▸ Aim
Please rewrite the material from the line containing "of the white" up to and including the last line, putting "ornamental bush" wherever "decorative shrub" appears and leaving everything else as it is. Give back only those lines.

▸ Stored rows
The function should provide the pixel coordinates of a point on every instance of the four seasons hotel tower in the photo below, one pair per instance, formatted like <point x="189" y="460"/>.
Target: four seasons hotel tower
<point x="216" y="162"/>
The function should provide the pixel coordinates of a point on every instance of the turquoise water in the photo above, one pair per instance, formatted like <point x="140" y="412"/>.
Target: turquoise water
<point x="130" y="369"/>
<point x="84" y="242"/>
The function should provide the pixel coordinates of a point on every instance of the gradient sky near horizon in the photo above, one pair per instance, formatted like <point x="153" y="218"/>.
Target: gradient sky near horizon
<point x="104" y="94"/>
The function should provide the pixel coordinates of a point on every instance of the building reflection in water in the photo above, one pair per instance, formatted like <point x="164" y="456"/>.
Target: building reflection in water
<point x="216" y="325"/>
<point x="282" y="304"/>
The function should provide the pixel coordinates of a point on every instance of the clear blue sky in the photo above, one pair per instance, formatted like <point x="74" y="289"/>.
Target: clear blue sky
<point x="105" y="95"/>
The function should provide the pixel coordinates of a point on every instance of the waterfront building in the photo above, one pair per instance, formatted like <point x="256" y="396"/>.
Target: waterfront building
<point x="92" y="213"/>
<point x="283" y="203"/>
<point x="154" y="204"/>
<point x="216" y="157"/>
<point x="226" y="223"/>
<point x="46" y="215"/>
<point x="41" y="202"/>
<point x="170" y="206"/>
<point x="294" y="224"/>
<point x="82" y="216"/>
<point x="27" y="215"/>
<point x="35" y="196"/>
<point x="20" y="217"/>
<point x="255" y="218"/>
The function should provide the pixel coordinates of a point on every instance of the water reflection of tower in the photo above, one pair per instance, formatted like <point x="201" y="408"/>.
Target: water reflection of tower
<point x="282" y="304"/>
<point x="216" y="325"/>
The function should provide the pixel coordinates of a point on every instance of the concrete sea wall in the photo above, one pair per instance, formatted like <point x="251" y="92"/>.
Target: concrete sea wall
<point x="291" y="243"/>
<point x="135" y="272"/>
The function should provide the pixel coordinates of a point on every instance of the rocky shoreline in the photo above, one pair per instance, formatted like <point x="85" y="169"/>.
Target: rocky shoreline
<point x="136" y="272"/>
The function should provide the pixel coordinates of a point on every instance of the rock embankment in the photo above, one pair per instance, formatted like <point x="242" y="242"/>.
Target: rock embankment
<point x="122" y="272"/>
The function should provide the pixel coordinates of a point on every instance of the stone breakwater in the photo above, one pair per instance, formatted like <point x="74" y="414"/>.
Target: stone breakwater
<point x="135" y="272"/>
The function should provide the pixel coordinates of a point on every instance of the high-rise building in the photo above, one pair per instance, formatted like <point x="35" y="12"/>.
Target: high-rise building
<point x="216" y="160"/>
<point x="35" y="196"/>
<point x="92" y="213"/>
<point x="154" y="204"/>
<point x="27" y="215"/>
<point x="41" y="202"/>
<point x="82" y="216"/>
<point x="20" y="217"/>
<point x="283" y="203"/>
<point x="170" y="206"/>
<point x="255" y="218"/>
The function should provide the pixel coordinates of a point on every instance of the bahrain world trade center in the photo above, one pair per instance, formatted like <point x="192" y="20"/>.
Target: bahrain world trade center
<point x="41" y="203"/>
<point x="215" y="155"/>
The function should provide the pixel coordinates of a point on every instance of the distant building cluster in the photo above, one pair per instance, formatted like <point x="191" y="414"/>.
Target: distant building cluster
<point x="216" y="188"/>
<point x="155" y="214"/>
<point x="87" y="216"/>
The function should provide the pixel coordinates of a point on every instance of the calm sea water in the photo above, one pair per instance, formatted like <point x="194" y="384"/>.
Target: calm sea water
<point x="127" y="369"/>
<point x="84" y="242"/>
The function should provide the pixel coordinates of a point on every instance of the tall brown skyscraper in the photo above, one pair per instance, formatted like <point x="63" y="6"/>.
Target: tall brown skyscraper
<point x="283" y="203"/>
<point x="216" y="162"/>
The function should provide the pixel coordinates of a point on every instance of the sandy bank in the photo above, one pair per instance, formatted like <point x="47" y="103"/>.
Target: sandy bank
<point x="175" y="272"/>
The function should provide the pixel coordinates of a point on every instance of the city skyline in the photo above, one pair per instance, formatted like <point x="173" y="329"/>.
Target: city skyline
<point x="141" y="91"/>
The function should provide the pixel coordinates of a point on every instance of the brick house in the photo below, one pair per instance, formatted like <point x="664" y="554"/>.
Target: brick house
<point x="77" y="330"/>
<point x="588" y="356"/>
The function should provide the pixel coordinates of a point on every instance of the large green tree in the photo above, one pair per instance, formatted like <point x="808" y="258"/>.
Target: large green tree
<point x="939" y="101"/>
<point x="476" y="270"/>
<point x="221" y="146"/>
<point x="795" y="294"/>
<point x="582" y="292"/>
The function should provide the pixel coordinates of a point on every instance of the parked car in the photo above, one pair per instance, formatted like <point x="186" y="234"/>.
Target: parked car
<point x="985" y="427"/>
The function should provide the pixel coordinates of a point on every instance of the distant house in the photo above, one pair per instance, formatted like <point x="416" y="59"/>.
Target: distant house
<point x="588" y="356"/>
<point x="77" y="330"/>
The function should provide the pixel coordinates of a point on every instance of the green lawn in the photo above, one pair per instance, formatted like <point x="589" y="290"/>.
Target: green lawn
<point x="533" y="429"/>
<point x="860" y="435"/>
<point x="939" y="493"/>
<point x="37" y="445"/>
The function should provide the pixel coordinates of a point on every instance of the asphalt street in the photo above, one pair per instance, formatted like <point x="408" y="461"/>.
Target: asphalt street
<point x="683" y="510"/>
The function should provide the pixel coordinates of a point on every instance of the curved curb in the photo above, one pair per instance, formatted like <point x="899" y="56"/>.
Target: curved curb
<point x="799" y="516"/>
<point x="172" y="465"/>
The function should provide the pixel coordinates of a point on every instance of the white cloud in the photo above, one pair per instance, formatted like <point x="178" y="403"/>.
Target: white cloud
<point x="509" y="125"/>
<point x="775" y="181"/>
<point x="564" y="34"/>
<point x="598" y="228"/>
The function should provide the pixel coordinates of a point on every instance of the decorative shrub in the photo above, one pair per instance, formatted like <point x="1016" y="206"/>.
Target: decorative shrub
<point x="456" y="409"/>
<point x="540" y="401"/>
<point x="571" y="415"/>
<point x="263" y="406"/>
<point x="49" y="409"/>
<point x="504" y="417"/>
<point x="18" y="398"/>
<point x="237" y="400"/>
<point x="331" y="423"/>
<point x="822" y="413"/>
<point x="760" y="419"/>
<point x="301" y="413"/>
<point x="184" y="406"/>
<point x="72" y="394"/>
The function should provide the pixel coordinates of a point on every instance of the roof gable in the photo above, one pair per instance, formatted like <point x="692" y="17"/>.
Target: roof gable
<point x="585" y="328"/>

▸ The answer
The function should provide the pixel coordinates of a point on every instance of the white cloud in the photo above, one pair per instance, formatted like <point x="178" y="403"/>.
Target: white cloud
<point x="509" y="125"/>
<point x="775" y="181"/>
<point x="564" y="34"/>
<point x="598" y="228"/>
The function should provide the pixel coordinates of a point on every instance of the ornamental bush in the photo above, one pair per instance, formatted like <point x="1016" y="206"/>.
Target: ornamental bush
<point x="456" y="409"/>
<point x="540" y="401"/>
<point x="571" y="415"/>
<point x="263" y="406"/>
<point x="49" y="409"/>
<point x="504" y="417"/>
<point x="18" y="398"/>
<point x="237" y="400"/>
<point x="331" y="423"/>
<point x="822" y="413"/>
<point x="760" y="419"/>
<point x="301" y="413"/>
<point x="184" y="406"/>
<point x="72" y="394"/>
The function should provide the pixel coordinates of a point on every instance of the roof gable in the photo above, one pair per instance, formatted like <point x="692" y="17"/>.
Target: roof gable
<point x="585" y="328"/>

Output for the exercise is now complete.